Given task a: In the records below, begin at the line that contains "# Outline the region of every instance of the dark" and stop after the line that contains "POLYGON ((123 69, 115". Give those lines as a numbered list, leaving out blank lines.

The historical past, our anti-human historical process (that which we call civilisation), has been a great mistake that has led us to the existential precipice we stand on today, but that does not mean that any revolutionary response to the disaster should obliterate it and create a new, sanitised collective memory as the Soviets tried to do under Stalin.
Despite the tragic exploitation and anti-human goals of the Wealth-driven historical process, the past is still humanistically glorious: primarily through the arts and sciences. The greatness of humanity lies in the fact that, despite the constant anti-human aggression we have suffered, the human spirit has always been able to find ways of expressing itself in a universal and atemporal way that will always be enriching for all who are willing to spend some time discovering and positively deciphering the achievements and eternal messages that are there. In fact, for the present and future to be humanistically positive spaces, they must be interwoven with the past, i.e., with the words, sounds and images embedded in the dreams and realisations that surge from that deep well that lies behind us. While the past has been an anti-human historical process, at the same time it has, until now, always managed to carry the great shadow of humanity forward and without human hope it would never have sustained itself for so many millennia. The past gives substance to the present and gives form to existence, and because of that we are duty bound to never ignore it nor deprecate it, although, at the same time, our relationship to this past should never be a Quixotic one that blindly defends an undefendable idea. Our relationship with the past needs to be tempered by a constantly critical approach through which the lumpy, anti-human motives of Wealth are forever being sifted out from the smoother deliberations and desires of the human.

Exercise materials:
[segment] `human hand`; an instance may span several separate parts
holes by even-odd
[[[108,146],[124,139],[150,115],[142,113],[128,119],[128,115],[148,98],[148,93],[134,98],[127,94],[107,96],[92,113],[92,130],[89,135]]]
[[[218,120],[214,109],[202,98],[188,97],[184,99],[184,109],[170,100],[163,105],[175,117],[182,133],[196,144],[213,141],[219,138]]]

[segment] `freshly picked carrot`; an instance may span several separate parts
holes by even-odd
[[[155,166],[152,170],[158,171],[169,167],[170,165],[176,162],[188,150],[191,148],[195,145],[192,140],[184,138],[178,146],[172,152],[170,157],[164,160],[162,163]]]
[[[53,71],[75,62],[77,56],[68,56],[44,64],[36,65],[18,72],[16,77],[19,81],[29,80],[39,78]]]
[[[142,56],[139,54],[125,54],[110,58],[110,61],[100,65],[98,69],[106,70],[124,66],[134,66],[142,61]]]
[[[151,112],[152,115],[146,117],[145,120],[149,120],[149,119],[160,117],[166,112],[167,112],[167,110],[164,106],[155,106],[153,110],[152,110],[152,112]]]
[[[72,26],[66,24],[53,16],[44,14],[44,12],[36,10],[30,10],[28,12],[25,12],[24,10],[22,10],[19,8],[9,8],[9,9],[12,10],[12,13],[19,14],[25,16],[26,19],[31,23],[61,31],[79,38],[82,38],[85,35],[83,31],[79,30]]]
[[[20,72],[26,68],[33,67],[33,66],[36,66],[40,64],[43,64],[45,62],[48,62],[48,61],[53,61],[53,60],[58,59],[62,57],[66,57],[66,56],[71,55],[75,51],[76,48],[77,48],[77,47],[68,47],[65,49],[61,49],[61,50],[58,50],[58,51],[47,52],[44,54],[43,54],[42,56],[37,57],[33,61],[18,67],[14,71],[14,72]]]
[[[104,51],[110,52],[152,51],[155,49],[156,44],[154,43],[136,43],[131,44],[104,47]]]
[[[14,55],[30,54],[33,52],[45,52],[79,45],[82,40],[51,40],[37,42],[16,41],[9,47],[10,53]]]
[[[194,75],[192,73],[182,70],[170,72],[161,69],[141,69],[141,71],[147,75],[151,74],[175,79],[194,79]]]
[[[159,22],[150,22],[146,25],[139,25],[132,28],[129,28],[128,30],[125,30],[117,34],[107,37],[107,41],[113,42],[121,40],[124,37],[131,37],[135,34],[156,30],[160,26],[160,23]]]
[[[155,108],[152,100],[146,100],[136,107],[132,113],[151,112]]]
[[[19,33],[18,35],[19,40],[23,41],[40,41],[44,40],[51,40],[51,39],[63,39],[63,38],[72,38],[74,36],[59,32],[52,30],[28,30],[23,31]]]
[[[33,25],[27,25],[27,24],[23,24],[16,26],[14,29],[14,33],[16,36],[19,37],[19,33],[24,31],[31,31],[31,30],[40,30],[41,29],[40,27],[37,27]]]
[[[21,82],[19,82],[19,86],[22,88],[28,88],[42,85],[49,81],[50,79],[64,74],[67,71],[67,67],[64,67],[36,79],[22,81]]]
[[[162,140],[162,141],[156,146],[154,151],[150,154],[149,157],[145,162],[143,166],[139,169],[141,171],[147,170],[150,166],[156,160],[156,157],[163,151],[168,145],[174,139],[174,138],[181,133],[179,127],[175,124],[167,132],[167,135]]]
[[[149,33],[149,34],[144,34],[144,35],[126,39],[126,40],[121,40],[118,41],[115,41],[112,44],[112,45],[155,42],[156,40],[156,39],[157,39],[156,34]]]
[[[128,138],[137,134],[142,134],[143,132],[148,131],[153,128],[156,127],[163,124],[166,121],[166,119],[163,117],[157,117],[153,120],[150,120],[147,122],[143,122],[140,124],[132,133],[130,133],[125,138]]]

---

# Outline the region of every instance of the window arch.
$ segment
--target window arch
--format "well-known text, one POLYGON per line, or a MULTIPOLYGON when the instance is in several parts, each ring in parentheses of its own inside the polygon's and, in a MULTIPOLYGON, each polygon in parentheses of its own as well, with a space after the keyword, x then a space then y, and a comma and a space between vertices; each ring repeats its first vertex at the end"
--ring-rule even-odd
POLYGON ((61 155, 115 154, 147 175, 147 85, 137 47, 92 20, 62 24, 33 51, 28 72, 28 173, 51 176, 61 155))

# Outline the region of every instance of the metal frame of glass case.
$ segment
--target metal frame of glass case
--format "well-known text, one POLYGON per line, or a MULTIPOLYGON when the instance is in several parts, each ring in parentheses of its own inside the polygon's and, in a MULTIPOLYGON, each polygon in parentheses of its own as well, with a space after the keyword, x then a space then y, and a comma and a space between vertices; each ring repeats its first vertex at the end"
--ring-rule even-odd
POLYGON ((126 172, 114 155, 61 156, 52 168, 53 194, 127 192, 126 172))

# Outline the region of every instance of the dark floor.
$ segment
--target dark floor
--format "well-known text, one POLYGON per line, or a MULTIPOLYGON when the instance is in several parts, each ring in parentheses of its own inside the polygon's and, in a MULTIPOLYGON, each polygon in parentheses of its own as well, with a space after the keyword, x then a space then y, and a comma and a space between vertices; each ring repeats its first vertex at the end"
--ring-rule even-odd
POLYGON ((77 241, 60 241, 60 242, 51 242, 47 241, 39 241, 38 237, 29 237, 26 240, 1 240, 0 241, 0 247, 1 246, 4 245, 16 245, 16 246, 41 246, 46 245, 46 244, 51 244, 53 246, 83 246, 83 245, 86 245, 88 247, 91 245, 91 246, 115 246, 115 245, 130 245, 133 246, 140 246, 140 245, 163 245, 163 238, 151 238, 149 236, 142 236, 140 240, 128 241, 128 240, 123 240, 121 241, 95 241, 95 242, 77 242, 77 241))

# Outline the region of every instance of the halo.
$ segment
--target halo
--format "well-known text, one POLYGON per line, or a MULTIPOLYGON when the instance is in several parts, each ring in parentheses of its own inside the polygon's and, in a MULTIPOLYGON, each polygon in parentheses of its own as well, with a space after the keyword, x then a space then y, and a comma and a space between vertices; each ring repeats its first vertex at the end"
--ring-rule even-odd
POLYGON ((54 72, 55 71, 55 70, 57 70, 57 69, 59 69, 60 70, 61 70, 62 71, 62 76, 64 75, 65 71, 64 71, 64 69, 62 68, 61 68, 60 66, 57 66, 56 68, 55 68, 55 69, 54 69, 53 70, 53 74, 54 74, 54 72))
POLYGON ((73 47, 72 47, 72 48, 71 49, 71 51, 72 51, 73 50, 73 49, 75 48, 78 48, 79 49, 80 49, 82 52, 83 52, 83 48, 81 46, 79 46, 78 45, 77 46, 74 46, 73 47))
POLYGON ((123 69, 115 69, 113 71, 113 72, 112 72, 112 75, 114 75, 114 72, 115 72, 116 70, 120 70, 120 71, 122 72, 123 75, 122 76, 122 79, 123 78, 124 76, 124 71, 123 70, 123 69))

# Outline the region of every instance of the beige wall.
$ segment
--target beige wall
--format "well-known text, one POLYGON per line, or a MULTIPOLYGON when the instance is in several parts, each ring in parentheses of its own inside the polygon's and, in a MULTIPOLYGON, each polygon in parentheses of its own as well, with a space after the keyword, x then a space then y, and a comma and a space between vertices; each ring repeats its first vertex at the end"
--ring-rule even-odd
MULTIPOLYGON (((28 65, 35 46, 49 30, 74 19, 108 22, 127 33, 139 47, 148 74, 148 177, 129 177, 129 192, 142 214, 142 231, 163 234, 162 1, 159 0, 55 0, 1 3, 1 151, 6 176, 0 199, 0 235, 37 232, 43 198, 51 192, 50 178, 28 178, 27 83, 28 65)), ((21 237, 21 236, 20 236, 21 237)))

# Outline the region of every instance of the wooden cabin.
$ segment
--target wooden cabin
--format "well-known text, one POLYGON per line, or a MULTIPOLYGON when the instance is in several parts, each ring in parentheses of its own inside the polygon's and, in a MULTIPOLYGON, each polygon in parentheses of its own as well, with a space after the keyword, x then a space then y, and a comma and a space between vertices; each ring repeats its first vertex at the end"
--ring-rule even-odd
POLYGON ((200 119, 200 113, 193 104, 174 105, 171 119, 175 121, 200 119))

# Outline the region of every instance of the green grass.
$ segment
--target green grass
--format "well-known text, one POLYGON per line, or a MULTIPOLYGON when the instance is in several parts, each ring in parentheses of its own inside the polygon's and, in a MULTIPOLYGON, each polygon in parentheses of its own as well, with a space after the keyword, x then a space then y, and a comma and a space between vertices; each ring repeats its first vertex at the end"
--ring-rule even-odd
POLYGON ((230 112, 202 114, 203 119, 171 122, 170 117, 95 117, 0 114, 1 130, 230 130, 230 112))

Given task b: Does the passage on the historical past above agree with each of these statements? Answer yes or no for each and quote the deciding words. (i) The past is humanistically glorious mainly through the arts and sciences. (ii) A revolutionary response to the disaster should create a new, sanitized collective memory. (iii) Our relationship to the past should be a Quixotic one.

Exercise answer a:
1. # Outline the region of every instance of the dark floor.
2. $ segment
3. --target dark floor
4. --format "well-known text, one POLYGON per line, or a MULTIPOLYGON when the instance is in several parts, each ring in parentheses of its own inside the polygon's and, in a MULTIPOLYGON, each polygon in parentheses of its own as well, with a space after the keyword, x then a space then y, and a comma and a space between vertices; each ring repeats its first vertex at the end"
5. --ring-rule even-odd
6. POLYGON ((77 241, 60 241, 60 242, 51 242, 47 241, 39 241, 38 237, 29 237, 26 240, 1 240, 0 241, 0 247, 1 246, 4 245, 16 245, 16 246, 41 246, 46 245, 46 244, 51 244, 53 246, 83 246, 83 245, 86 245, 88 247, 91 245, 91 246, 115 246, 115 245, 130 245, 133 246, 140 246, 140 245, 163 245, 163 238, 151 238, 149 236, 142 236, 140 240, 128 241, 128 240, 123 240, 121 241, 95 241, 95 242, 77 242, 77 241))
7. # Outline the region of every instance of the halo.
8. $ segment
9. --target halo
10. --format "well-known text, one POLYGON per line, or a MULTIPOLYGON when the instance is in several parts, each ring in parentheses of its own inside the polygon's and, in a MULTIPOLYGON, each polygon in parentheses of its own as well, with a space after the keyword, x then a space then y, and a comma and a space between vertices; each ring repeats its first vertex at the end"
11. --ring-rule even-odd
12. POLYGON ((54 72, 55 71, 55 70, 57 70, 57 69, 59 69, 60 70, 61 70, 62 71, 62 76, 64 75, 65 71, 64 71, 64 69, 62 68, 61 68, 60 66, 57 66, 56 68, 55 68, 55 69, 54 69, 53 70, 53 74, 54 74, 54 72))
13. POLYGON ((73 47, 72 47, 72 48, 71 49, 71 51, 72 51, 73 50, 73 49, 75 48, 78 48, 79 49, 80 49, 82 52, 83 52, 83 48, 81 46, 79 46, 78 45, 77 46, 74 46, 73 47))
14. POLYGON ((123 69, 115 69, 113 71, 113 72, 112 72, 112 75, 114 75, 114 72, 115 72, 116 70, 120 70, 120 71, 122 72, 123 75, 122 76, 122 79, 123 78, 124 76, 124 71, 123 70, 123 69))

Exercise answer b:
(i) Yes: "the past is still humanistically glorious: primarily through the arts and sciences"
(ii) No: "that does not mean that any revolutionary response to the disaster should obliterate it and create a new, sanitised collective memory"
(iii) No: "our relationship to this past should never be a Quixotic one that blindly defends an undefendable idea"